Collection entries
-.-.-
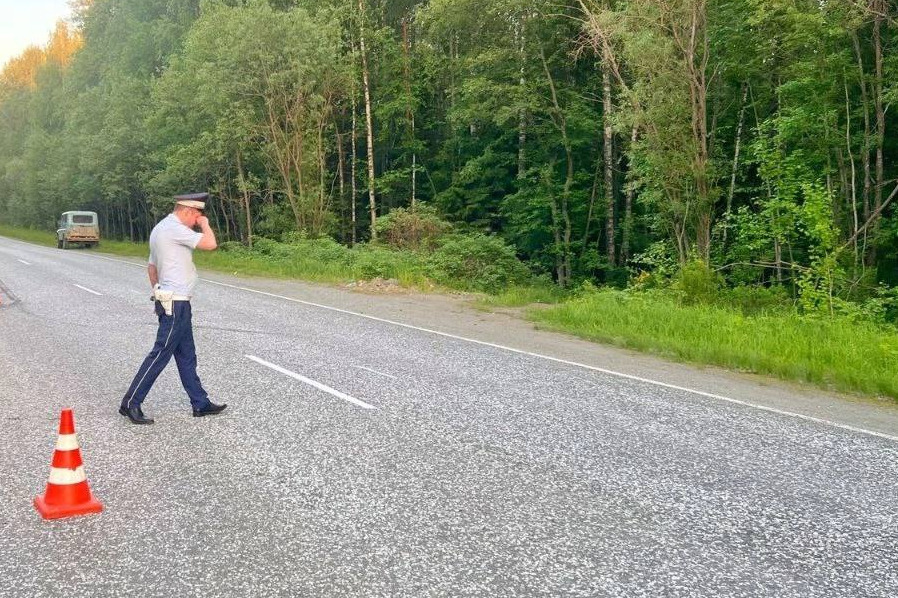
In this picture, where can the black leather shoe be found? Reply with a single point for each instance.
(135, 414)
(210, 409)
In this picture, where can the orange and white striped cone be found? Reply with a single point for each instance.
(67, 491)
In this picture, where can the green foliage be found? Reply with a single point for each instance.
(411, 229)
(696, 283)
(840, 354)
(476, 262)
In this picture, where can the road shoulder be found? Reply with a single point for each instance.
(454, 315)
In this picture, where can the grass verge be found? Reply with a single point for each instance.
(838, 354)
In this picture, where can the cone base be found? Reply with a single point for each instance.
(59, 511)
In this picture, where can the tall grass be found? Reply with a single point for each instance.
(832, 353)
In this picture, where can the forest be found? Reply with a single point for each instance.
(593, 142)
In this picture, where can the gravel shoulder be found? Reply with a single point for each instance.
(456, 315)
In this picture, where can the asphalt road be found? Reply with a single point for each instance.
(362, 458)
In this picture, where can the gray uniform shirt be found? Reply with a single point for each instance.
(171, 251)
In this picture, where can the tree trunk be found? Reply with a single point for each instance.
(880, 8)
(341, 169)
(735, 168)
(522, 84)
(243, 187)
(608, 147)
(865, 156)
(409, 112)
(372, 205)
(353, 192)
(561, 124)
(627, 232)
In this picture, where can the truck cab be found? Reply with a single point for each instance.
(77, 227)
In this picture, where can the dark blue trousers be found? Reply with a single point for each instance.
(174, 338)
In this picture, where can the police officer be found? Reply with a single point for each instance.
(173, 276)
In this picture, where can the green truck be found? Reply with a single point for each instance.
(77, 227)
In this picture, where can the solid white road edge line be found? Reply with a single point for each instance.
(311, 382)
(701, 393)
(88, 290)
(361, 367)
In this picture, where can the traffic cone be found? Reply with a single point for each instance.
(67, 491)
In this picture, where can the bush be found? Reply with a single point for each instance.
(372, 262)
(234, 248)
(696, 283)
(407, 229)
(325, 250)
(759, 300)
(476, 262)
(273, 249)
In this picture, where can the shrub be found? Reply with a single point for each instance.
(696, 283)
(476, 262)
(233, 247)
(372, 262)
(407, 229)
(273, 248)
(758, 300)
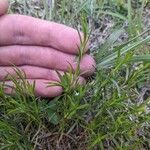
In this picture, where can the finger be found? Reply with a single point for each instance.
(32, 72)
(41, 88)
(44, 57)
(3, 6)
(25, 30)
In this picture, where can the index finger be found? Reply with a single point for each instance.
(3, 6)
(25, 30)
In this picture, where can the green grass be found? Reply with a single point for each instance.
(111, 111)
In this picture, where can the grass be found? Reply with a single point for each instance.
(112, 110)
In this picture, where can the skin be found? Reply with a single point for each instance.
(38, 48)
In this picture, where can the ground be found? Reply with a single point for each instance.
(113, 110)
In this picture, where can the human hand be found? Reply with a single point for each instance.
(38, 48)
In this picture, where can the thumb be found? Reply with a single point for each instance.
(3, 6)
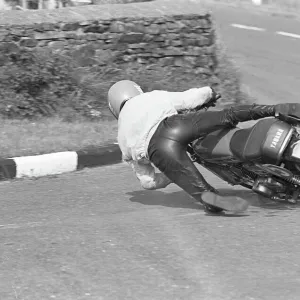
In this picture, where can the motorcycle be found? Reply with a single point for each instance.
(264, 158)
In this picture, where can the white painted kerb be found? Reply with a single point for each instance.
(47, 164)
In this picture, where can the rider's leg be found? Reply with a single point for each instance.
(167, 148)
(170, 157)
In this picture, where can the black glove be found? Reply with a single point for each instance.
(288, 109)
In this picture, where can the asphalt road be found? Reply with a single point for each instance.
(96, 235)
(269, 62)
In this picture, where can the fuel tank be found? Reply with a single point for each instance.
(265, 142)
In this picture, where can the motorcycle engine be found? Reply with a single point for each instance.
(268, 186)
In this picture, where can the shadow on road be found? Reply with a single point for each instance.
(181, 200)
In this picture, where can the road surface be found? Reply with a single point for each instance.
(269, 62)
(96, 235)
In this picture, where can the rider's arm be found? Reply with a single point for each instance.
(149, 180)
(190, 99)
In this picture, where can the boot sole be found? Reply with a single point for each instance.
(229, 203)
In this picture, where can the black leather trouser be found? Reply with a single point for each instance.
(167, 147)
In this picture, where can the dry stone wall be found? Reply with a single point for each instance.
(177, 35)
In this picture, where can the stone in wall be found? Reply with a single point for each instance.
(172, 35)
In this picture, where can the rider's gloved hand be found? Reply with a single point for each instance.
(212, 102)
(287, 109)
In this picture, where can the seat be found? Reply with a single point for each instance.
(246, 144)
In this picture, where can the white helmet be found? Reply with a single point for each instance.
(121, 92)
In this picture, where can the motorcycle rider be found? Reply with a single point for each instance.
(152, 131)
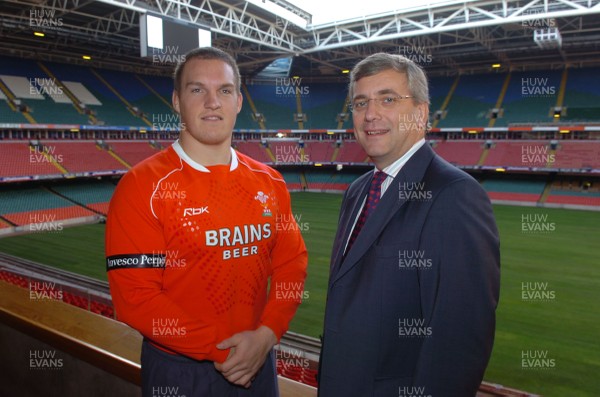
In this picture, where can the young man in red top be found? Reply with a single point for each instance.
(198, 244)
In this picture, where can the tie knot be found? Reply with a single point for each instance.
(378, 179)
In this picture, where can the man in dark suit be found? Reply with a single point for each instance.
(415, 269)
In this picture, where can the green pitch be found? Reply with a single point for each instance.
(548, 317)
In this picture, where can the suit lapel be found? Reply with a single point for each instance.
(391, 202)
(351, 211)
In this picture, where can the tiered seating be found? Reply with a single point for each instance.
(7, 115)
(70, 295)
(472, 99)
(15, 279)
(514, 190)
(292, 180)
(137, 94)
(132, 151)
(19, 160)
(277, 107)
(577, 155)
(286, 151)
(84, 156)
(439, 87)
(43, 108)
(94, 195)
(319, 151)
(529, 97)
(253, 149)
(465, 153)
(35, 206)
(112, 111)
(582, 96)
(323, 180)
(519, 154)
(351, 152)
(323, 103)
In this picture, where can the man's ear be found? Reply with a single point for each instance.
(423, 112)
(175, 101)
(240, 100)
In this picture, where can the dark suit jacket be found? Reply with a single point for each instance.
(411, 308)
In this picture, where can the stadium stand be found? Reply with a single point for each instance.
(277, 106)
(351, 152)
(320, 151)
(514, 190)
(577, 155)
(530, 97)
(39, 208)
(582, 96)
(519, 154)
(132, 152)
(92, 195)
(20, 159)
(83, 156)
(293, 180)
(474, 96)
(322, 103)
(112, 111)
(460, 152)
(575, 192)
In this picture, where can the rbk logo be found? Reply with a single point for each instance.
(195, 211)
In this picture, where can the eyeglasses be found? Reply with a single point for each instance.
(385, 101)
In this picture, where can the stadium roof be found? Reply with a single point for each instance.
(446, 37)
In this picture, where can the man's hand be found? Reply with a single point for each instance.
(248, 353)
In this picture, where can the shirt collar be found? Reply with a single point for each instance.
(197, 166)
(393, 169)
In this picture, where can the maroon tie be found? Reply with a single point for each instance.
(372, 201)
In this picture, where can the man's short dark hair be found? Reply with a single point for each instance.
(207, 53)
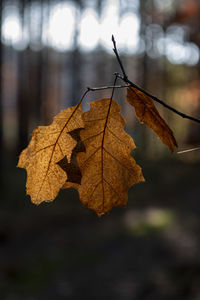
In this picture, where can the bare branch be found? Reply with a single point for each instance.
(126, 80)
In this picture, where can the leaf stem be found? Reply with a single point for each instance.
(126, 80)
-.-.-
_Work instructions_. With the pictures stripped out, return each record word for word.

_Answer space_.
In this picture, where can the black leather shoe be found? Reply with a single point for each instance.
(135, 414)
(210, 409)
In this picture, where can the orange and white striped cone be found? Reply with a single point for each instance.
(67, 491)
In this picture, where can the green foliage be found? Reply with a single point for each instance.
(411, 229)
(696, 283)
(840, 354)
(476, 262)
In this picture, where can the road shoulder be found? Reply with a single point for each instance.
(454, 315)
In this picture, where can the grass verge be found? Reply with a single point for each instance.
(838, 354)
In this picture, where can the cone base be found? Reply with a single point for each instance.
(59, 511)
In this picture, where can the tall grass be found? Reply with a single point for each instance.
(832, 353)
In this picture, where can the forest be found? Reply with a single point for each instance.
(593, 142)
In this picture, where can the gravel shoulder be found? Reply with a single point for each instance.
(456, 315)
In this picture, where can the asphalt road be found? Reply with a single point for each instance.
(362, 458)
In this picture, where can the gray uniform shirt be found? Reply with a single point for each instance.
(171, 251)
In this picture, where can the tree trunk be found? Reply with a single point for each instance.
(880, 8)
(341, 169)
(735, 168)
(522, 84)
(243, 187)
(608, 147)
(865, 156)
(409, 112)
(372, 205)
(353, 192)
(561, 124)
(627, 232)
In this picture, where can the truck cab be found? Reply with a single point for each instance.
(77, 227)
In this picture, where can the dark blue trousers be found? Reply with a single point for each instance.
(174, 338)
In this picture, where can the police officer be found? Reply with a single point for each instance.
(173, 276)
In this picture, where can the green truck be found? Reply with a single point for each instance.
(77, 227)
In this picture, where can the solid white road edge line be found? Reply with a single point for each instance.
(311, 382)
(701, 393)
(88, 290)
(361, 367)
In this picture, where can the traffic cone be found? Reply with a single point for each instance.
(67, 491)
In this picture, where can the bush be found? Reply with a single point for each instance.
(372, 262)
(234, 248)
(696, 283)
(407, 229)
(325, 250)
(759, 300)
(476, 262)
(273, 249)
In this picture, where can the shrub be found? Reply with a single point for each instance.
(696, 283)
(476, 262)
(233, 247)
(372, 262)
(407, 229)
(273, 248)
(758, 300)
In this picture, where can the finger be found? Reply with a single point for each instance.
(32, 72)
(41, 88)
(44, 57)
(3, 6)
(25, 30)
In this picture, where can the index finger be found? Reply with a single point for each instance.
(3, 6)
(25, 30)
In this picture, where can the green grass be found? Reply with a single point for each instance.
(111, 111)
In this picture, where can the grass be found? Reply with a single point for each instance.
(112, 110)
In this picture, where can the skin be found? Reply with a single point for each instance.
(38, 48)
In this picture, where can the ground be found? Reply with a single point for each instance.
(113, 110)
In this picture, where can the human hand be found? Reply with a single point for each instance.
(38, 48)
In this picture, where can the thumb be found? Reply with a single point for each instance.
(3, 6)
In this picture, where can the motorcycle be found? Reply with a single point for each instance.
(264, 158)
In this picture, where can the white painted kerb be found? Reply with a single point for each instance.
(47, 164)
In this picture, where can the rider's leg be found? Reply with a single point for each instance.
(167, 148)
(170, 157)
In this picture, where can the black glove be found? Reply with a single point for each instance.
(288, 109)
In this picture, where can the asphalt road be found? Reply with a single point for each instance.
(96, 235)
(269, 62)
In this picture, where can the fuel tank be found? Reply with a single point for each instance.
(265, 142)
In this picture, where can the motorcycle engine be found? Reply with a single point for each instance.
(268, 186)
In this picture, where can the shadow on road be found? Reply with a single point for each instance.
(181, 200)
In this picture, where can the road surface be found? Reply with a single point for each instance.
(269, 62)
(96, 235)
In this picture, where can the rider's arm be found? Reply with a single point for each instance.
(149, 180)
(190, 99)
In this picture, where can the boot sole be found? Reply with a single point for each instance.
(229, 203)
In this picture, where can the black leather trouser be found? Reply with a single point for each instance.
(167, 147)
In this picture, where can the dry stone wall be found? Reply with a single point for each instance.
(177, 35)
In this picture, where can the stone in wall be found? Reply with a single point for each instance.
(172, 35)
In this picture, where can the rider's gloved hand be found? Reply with a single point for each instance.
(212, 102)
(287, 109)
In this picture, where can the seat be found? Reply with a single point for each instance.
(246, 144)
In this picture, where can the white helmet be found? Reply with a single point for each instance.
(121, 92)
In this picture, where can the motorcycle rider be found? Reply with a single point for each instance.
(152, 131)
In this picture, where can the young man in red top be found? Reply with a single point for each instance.
(198, 244)
In this picture, where can the tie knot be found? Reply with a single point for each instance.
(378, 179)
In this picture, where can the man in dark suit be found? Reply with a single point for each instance.
(415, 269)
In this picture, where can the green pitch be found? Reply with a single point for each instance.
(548, 317)
In this picture, where can the suit lapel be found? Reply with a single point for each instance.
(391, 202)
(351, 211)
In this picture, where can the tiered seating be found? Reply with a single point for each instance.
(7, 115)
(70, 295)
(472, 99)
(15, 279)
(514, 190)
(292, 180)
(137, 94)
(132, 151)
(19, 160)
(277, 107)
(577, 155)
(286, 151)
(84, 156)
(439, 87)
(43, 108)
(94, 195)
(319, 151)
(529, 97)
(253, 149)
(465, 153)
(35, 206)
(112, 111)
(582, 96)
(323, 180)
(519, 154)
(351, 152)
(323, 103)
In this picture, where can the man's ear be found? Reply with a single point for each instance.
(423, 112)
(175, 101)
(240, 100)
In this picture, where can the dark suit jacket be found? Reply with a single point for each instance.
(411, 308)
In this picture, where can the stadium stand be found? Reply with a single point for each instance.
(277, 106)
(351, 152)
(320, 151)
(514, 190)
(577, 155)
(530, 97)
(39, 208)
(582, 96)
(519, 154)
(132, 152)
(92, 195)
(20, 159)
(83, 156)
(293, 180)
(474, 96)
(322, 103)
(112, 111)
(460, 152)
(575, 192)
In this picture, where can the rbk logo be found? Reply with a single point for each instance.
(195, 211)
In this picture, where can the eyeglasses be found? Reply with a single point for each instance.
(385, 101)
In this picture, where can the stadium roof be found? Reply with a single point for each instance.
(446, 37)
In this picture, where can the man's hand be found? Reply with a single point for each instance.
(248, 353)
In this picture, where can the shirt collar be found? Reply with a single point for each instance.
(197, 166)
(393, 169)
In this picture, where can the maroon tie be found? Reply with a single point for each instance.
(372, 201)
In this picture, where can the man's short dark hair be found? Reply with a single point for each instance.
(207, 53)
In this picture, where can the bare branch be found? Reply with a single point for each instance.
(126, 80)
In this picture, where can the leaf stem be found? Reply with a single point for each instance.
(126, 80)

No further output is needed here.